Which of the lines below contain the word "instance"? Copy out each of those lines in full.
BEGIN RECORDS FOR THIS EXERCISE
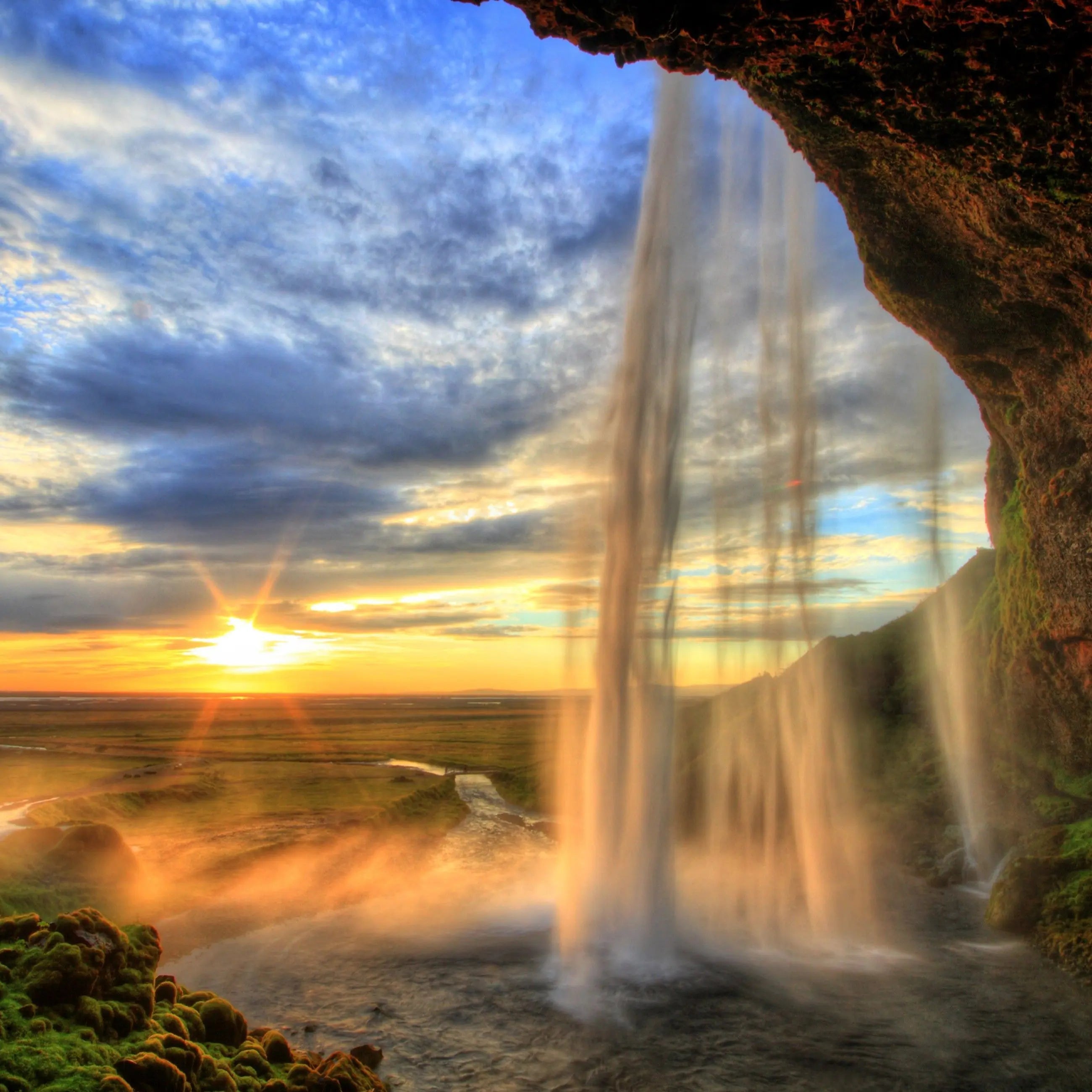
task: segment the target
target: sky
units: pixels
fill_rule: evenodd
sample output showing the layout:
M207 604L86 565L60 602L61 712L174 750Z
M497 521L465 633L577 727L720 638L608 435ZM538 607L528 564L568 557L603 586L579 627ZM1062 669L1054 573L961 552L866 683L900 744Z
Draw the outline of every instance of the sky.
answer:
M0 688L572 681L656 86L499 0L0 2ZM717 557L710 495L717 437L733 480L761 460L756 179L781 138L709 76L698 109L684 685L771 655L760 498L736 489ZM935 583L929 376L948 571L988 544L986 436L816 202L812 600L844 633Z

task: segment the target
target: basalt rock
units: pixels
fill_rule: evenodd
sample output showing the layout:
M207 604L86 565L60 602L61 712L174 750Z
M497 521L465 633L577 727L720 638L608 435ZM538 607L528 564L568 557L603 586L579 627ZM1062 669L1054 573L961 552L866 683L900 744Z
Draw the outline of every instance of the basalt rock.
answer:
M1006 705L1090 768L1092 7L510 2L539 36L619 64L738 81L838 195L866 284L989 431Z
M150 926L81 910L0 918L0 1092L383 1092L349 1055L294 1055L272 1031L248 1037L225 999L156 980ZM176 988L156 1001L157 982Z

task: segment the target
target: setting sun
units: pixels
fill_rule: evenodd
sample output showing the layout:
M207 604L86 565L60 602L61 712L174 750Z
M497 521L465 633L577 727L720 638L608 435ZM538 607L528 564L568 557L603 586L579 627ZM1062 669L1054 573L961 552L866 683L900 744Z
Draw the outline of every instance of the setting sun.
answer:
M266 633L244 618L228 618L227 625L226 633L202 641L200 648L190 649L187 655L233 670L266 672L299 663L325 643L297 633Z

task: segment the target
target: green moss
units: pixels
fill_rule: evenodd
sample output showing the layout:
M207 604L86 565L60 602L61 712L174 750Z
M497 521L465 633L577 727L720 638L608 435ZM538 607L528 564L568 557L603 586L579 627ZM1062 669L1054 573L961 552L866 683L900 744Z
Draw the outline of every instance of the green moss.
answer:
M1035 814L1047 822L1068 822L1077 814L1077 805L1065 796L1036 796L1032 800Z
M1048 622L1029 542L1023 485L1019 482L1001 509L997 538L998 625L990 667L1004 677L1017 660L1037 653Z
M50 924L33 914L0 918L0 1088L262 1092L273 1081L286 1092L292 1083L319 1089L336 1081L342 1092L382 1090L355 1059L294 1056L275 1033L266 1036L268 1055L247 1038L242 1016L214 994L197 1001L211 1031L185 1006L153 1009L158 958L153 928L119 929L90 909ZM214 1037L221 1042L205 1041ZM298 1080L287 1079L289 1069Z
END RECORDS FOR THIS EXERCISE
*OUTPUT OF THE TASK*.
Draw the outline of every instance of the sky.
Draw the outline of every instance of the basalt rock.
Draw the outline of every instance of the setting sun.
Draw the outline of every instance of the green moss.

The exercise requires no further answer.